Quoted text
------

Interpreting “Sauce on Side” and Other Common Modifications

TimTim
Interpreting

A caller places their order and adds: “Can I get the sauce on the side?” The staff member says yes, hangs up, and writes the order ticket. The kitchen sees the ticket and makes the dish normally. The customer picks up their food, opens the bag, and the sauce is on the noodles, not in a separate container.

This isn’t a deliberate failure. It’s a communication chain with a gap in it — the modification phrase was heard, confirmed, and then lost between the phone and the kitchen because the meaning wasn’t fully shared. This happens dozens of times a day in restaurants that serve English-speaking customers without a standardized modification vocabulary.

The good news: these gaps are entirely fixable. Most customers use the same six or seven modification phrases, and once your staff and kitchen understand what each one specifically means, the error rate on modifications drops to near zero.

Key Takeaways

  • “On the side” means a separate container for any sauce, dressing, or topping — not reduced, not mixed in. This is the most commonly misunderstood modification.

------

Work to complete
**a)** Answer these questions on the text about interpreting order modifications:
(i) Where does the customer find the sauce on opening the bag?
(ii) How many modification phrases do most customers use?
(iii) Which modification does the text call the most commonly misunderstood?
**b)** Please rewrite the text about interpreting order modifications, everything from "This isn’t a" down to "commonly misunderstood modification.", putting "eateries" in place of "restaurants".
The records that come next are separate material with no link to the text.

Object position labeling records
------

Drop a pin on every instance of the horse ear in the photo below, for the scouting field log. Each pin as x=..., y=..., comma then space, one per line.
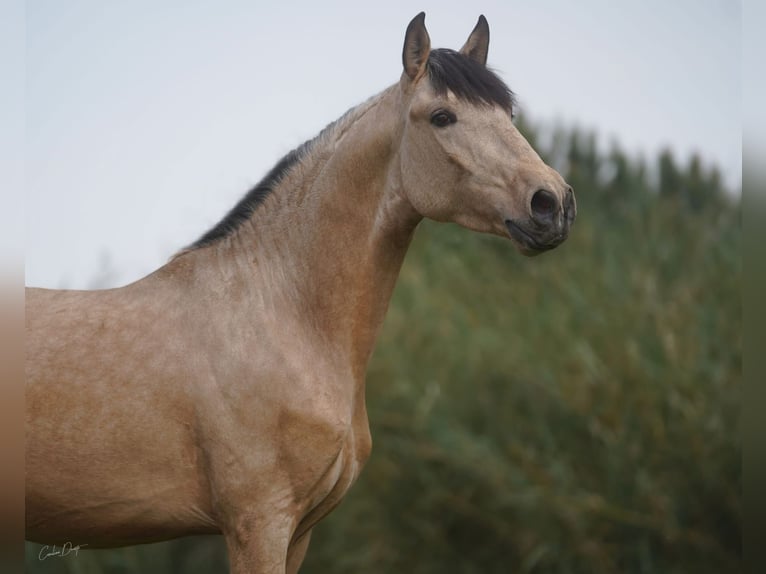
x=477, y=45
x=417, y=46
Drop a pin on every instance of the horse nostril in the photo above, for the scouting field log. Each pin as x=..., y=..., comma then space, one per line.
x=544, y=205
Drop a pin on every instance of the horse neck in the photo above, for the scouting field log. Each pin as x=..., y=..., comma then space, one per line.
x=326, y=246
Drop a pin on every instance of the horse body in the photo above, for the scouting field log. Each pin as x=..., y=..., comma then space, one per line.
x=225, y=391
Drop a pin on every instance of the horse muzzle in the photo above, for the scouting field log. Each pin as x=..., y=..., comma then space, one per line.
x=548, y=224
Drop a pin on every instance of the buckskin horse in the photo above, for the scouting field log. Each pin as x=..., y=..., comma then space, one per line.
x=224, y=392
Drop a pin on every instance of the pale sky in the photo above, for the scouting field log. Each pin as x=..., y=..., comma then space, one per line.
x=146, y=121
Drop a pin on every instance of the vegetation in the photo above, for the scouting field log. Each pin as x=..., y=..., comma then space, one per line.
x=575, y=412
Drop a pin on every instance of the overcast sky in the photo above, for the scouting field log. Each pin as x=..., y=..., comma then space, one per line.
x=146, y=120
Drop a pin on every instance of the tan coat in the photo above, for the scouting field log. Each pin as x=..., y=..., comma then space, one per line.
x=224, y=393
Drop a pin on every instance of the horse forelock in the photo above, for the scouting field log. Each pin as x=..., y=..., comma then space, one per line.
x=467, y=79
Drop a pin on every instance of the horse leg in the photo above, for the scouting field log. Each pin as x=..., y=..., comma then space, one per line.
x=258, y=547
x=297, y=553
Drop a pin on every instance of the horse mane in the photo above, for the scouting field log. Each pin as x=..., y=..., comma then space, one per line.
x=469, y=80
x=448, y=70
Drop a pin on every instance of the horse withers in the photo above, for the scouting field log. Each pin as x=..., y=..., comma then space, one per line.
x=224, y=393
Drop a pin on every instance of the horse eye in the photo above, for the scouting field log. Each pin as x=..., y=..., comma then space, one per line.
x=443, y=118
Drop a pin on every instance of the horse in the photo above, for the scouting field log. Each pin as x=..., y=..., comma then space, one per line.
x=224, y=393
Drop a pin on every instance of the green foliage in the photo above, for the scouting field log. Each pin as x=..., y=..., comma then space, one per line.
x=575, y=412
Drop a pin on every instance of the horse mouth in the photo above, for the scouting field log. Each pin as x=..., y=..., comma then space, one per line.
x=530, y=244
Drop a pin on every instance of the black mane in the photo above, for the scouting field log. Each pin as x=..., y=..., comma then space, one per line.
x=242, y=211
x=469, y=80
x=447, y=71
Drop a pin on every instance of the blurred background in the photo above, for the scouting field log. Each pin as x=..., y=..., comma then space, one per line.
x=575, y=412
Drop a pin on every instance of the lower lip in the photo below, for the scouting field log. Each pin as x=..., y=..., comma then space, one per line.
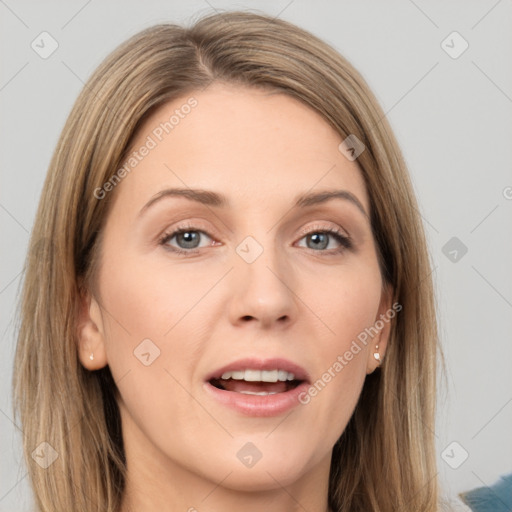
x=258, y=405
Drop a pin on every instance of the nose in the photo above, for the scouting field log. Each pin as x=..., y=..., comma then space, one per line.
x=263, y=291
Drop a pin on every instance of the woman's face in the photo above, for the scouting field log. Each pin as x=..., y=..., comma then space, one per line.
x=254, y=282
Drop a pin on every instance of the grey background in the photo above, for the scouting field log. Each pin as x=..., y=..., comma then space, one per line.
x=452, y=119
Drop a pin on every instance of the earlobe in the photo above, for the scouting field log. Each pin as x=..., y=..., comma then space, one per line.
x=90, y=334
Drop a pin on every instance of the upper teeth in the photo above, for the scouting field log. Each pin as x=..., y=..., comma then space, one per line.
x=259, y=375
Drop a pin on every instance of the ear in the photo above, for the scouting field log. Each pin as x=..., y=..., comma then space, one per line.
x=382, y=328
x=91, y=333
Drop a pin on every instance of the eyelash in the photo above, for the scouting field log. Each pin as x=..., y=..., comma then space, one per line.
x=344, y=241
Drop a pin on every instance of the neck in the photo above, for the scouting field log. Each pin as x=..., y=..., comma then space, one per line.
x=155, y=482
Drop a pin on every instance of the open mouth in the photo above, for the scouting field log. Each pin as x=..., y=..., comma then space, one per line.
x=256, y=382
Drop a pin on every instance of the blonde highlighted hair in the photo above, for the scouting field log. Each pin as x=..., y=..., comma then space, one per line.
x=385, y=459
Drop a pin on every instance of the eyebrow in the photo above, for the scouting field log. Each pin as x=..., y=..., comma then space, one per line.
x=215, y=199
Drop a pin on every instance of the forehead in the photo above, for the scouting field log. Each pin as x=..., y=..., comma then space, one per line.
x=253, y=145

------

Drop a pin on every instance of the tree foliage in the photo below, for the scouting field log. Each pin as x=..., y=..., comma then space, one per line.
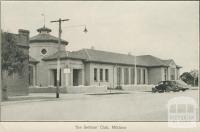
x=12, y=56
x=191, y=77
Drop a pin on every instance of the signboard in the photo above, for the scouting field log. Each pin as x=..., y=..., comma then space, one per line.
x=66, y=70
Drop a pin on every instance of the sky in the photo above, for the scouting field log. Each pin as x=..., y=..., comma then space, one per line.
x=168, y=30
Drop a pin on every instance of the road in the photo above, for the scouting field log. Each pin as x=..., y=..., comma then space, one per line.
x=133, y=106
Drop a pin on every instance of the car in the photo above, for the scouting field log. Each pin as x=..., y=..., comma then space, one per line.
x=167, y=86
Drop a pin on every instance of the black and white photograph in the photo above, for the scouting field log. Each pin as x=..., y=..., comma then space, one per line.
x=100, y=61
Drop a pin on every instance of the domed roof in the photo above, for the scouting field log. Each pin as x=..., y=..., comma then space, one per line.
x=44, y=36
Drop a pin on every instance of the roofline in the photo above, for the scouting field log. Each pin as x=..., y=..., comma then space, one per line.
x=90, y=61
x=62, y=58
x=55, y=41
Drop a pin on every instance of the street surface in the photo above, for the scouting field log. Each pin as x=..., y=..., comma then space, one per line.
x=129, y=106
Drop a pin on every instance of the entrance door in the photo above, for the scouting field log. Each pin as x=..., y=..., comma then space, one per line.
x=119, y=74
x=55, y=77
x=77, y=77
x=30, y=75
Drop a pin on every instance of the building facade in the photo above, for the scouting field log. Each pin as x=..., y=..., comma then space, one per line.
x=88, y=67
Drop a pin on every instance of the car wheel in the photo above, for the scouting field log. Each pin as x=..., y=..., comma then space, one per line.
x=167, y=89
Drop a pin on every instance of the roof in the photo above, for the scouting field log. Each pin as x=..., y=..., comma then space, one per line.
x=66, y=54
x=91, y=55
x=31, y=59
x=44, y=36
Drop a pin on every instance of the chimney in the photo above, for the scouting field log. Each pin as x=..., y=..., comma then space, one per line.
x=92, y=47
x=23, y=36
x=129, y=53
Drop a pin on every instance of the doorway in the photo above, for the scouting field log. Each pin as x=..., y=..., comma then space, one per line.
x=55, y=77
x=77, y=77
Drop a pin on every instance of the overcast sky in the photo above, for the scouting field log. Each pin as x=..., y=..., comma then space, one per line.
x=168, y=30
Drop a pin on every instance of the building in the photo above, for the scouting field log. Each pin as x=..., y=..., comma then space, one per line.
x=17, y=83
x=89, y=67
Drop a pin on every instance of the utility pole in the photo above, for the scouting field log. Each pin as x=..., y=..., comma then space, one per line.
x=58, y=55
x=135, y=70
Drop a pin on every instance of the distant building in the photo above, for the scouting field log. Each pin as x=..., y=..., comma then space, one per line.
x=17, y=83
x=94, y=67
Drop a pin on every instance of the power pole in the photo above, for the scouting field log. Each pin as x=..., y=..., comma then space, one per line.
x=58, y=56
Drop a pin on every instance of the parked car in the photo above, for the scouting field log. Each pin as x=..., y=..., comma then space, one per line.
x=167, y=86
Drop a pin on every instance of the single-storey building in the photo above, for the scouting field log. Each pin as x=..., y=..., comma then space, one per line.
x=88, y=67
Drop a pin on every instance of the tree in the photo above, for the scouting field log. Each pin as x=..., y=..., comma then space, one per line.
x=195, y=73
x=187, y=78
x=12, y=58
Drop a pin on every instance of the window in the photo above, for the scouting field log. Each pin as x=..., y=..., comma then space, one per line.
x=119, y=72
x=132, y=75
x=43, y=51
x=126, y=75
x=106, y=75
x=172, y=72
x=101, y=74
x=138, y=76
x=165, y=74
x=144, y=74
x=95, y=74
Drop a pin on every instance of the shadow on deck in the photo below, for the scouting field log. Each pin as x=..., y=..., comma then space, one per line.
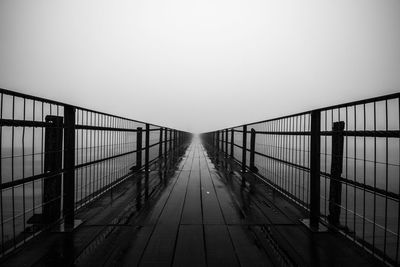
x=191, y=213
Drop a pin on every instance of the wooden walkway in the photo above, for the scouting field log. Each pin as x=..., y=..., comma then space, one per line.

------

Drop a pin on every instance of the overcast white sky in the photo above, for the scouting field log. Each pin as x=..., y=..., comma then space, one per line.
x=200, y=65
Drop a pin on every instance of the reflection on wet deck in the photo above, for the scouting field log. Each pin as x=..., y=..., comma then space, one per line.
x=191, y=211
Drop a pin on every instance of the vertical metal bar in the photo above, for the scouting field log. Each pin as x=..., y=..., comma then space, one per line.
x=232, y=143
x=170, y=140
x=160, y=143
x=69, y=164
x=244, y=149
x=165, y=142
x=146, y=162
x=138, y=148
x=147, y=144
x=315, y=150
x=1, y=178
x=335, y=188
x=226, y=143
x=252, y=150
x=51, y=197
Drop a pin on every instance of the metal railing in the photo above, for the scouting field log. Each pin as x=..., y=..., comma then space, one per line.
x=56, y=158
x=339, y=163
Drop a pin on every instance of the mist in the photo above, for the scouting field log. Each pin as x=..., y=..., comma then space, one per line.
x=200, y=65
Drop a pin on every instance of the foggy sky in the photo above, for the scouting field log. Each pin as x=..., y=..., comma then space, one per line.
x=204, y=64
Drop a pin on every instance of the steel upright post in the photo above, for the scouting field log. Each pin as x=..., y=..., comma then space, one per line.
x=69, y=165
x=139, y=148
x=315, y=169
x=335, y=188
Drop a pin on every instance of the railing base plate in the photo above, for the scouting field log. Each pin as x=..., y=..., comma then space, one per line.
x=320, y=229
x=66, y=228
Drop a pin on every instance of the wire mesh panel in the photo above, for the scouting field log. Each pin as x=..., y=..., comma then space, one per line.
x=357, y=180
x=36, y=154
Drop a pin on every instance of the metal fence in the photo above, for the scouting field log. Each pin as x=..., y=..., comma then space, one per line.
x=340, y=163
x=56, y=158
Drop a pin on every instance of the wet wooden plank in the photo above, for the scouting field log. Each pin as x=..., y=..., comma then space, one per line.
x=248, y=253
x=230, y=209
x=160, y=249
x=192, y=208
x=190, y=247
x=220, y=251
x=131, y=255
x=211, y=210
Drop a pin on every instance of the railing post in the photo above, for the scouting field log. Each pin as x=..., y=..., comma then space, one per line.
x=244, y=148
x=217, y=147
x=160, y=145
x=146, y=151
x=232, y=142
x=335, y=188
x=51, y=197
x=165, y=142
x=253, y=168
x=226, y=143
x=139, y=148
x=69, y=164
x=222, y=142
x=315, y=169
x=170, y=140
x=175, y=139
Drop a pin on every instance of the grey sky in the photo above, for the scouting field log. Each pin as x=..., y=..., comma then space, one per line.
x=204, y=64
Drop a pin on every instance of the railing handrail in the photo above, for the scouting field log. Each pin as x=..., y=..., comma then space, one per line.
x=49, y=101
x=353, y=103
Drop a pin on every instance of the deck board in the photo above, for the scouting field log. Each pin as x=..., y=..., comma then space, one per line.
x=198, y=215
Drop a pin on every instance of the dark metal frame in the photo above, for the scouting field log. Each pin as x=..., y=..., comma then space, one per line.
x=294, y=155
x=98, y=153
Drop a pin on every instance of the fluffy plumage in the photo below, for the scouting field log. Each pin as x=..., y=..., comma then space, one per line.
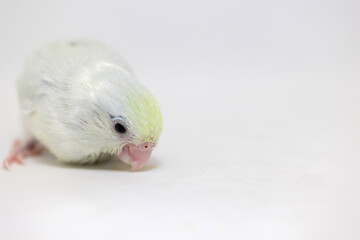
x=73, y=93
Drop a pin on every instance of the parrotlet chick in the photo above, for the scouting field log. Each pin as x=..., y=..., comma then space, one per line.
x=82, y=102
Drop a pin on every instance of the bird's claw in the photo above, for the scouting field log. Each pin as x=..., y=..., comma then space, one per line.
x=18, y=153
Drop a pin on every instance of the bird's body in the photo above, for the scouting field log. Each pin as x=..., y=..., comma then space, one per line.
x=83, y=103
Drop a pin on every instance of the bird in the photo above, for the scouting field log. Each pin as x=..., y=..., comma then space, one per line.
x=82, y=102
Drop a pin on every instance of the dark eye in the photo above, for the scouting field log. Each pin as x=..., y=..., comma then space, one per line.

------

Responses per task
**a)**
(i) On the noodles, not in a separate container.
(ii) The same six or seven.
(iii) "On the side."

**b)**
This isn’t a deliberate failure. It’s a communication chain with a gap in it — the modification phrase was heard, confirmed, and then lost between the phone and the kitchen because the meaning wasn’t fully shared. This happens dozens of times a day in eateries that serve English-speaking customers without a standardized modification vocabulary.

The good news: these gaps are entirely fixable. Most customers use the same six or seven modification phrases, and once your staff and kitchen understand what each one specifically means, the error rate on modifications drops to near zero.

Key Takeaways

  • “On the side” means a separate container for any sauce, dressing, or topping — not reduced, not mixed in. This is the most commonly misunderstood modification.